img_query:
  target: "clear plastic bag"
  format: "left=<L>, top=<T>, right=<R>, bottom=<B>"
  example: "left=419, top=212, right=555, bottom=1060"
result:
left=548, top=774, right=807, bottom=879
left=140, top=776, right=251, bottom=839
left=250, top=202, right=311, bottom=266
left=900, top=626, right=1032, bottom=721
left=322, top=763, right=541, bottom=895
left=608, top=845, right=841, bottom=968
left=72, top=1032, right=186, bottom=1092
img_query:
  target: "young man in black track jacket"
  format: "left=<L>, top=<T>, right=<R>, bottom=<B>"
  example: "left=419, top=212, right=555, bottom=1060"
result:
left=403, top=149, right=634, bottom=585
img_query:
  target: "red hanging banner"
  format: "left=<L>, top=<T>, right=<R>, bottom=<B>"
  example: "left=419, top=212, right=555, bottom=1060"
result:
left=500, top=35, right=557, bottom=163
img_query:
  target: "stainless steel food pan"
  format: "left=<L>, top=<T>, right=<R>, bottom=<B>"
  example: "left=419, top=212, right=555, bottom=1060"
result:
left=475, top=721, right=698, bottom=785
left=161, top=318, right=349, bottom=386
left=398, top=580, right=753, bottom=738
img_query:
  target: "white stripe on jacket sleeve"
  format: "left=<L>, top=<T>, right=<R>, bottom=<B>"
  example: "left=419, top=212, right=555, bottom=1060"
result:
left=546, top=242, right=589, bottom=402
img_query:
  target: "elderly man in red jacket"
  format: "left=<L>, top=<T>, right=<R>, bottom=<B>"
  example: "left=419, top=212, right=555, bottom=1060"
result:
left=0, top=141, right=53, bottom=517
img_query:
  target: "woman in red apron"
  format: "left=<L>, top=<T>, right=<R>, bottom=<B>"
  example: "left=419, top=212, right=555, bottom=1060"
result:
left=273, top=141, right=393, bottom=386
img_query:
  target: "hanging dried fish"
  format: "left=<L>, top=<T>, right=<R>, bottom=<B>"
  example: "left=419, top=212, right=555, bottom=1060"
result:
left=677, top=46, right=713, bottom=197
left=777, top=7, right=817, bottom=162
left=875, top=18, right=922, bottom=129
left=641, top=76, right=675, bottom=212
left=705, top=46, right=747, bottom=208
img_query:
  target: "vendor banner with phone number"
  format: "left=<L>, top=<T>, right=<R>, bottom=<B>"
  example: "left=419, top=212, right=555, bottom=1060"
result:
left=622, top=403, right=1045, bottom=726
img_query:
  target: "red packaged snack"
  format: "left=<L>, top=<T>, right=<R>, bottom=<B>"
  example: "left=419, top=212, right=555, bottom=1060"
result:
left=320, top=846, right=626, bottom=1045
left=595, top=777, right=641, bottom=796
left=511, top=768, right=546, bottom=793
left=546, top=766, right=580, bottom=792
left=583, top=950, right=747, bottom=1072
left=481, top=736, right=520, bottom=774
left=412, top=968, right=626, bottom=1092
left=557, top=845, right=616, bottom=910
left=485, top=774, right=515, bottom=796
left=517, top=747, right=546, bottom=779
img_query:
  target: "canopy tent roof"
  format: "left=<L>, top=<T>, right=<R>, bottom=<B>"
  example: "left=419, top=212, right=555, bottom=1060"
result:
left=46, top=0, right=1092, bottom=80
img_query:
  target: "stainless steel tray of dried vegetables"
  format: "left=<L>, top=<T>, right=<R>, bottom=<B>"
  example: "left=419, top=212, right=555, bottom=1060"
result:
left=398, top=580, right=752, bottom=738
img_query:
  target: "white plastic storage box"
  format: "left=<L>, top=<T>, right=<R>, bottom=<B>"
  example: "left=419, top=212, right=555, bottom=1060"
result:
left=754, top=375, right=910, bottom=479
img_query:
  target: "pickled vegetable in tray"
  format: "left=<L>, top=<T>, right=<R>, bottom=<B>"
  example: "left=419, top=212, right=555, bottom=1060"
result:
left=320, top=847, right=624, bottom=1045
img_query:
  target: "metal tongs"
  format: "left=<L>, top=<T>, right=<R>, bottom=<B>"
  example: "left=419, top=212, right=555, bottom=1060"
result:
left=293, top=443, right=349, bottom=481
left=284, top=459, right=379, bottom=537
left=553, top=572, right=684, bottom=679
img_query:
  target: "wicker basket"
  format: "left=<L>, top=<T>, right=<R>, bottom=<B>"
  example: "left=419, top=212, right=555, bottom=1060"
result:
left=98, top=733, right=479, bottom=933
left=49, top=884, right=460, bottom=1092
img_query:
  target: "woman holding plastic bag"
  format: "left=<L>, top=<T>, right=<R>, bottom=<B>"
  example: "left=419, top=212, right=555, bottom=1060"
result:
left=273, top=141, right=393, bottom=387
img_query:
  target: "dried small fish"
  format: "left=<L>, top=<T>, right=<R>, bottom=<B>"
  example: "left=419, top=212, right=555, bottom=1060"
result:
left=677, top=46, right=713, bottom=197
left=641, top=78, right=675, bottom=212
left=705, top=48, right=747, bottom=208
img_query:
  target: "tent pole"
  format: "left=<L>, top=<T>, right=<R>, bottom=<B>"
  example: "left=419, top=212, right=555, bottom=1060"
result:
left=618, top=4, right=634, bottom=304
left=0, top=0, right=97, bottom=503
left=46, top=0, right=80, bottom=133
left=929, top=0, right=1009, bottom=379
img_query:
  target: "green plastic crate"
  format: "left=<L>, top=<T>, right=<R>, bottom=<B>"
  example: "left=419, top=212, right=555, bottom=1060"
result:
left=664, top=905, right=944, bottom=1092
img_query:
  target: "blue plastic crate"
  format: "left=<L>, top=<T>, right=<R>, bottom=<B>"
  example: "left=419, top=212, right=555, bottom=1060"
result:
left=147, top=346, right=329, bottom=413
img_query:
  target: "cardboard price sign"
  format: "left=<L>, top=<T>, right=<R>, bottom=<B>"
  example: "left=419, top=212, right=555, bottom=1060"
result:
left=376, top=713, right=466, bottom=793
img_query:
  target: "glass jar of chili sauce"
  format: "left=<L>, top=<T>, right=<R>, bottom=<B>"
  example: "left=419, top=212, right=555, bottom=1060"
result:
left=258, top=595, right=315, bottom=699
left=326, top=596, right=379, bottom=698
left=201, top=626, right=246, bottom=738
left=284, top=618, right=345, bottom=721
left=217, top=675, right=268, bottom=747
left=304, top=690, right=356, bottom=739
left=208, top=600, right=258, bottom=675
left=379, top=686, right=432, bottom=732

□ □ □

▶ _WORK TO BE COMPLETED_
Pull out every line of the entries that contains the string "crate" and copy each one without alteration.

▶ _WORKED SOLUTION_
  target: "green plastic crate"
  target: "blue plastic crate"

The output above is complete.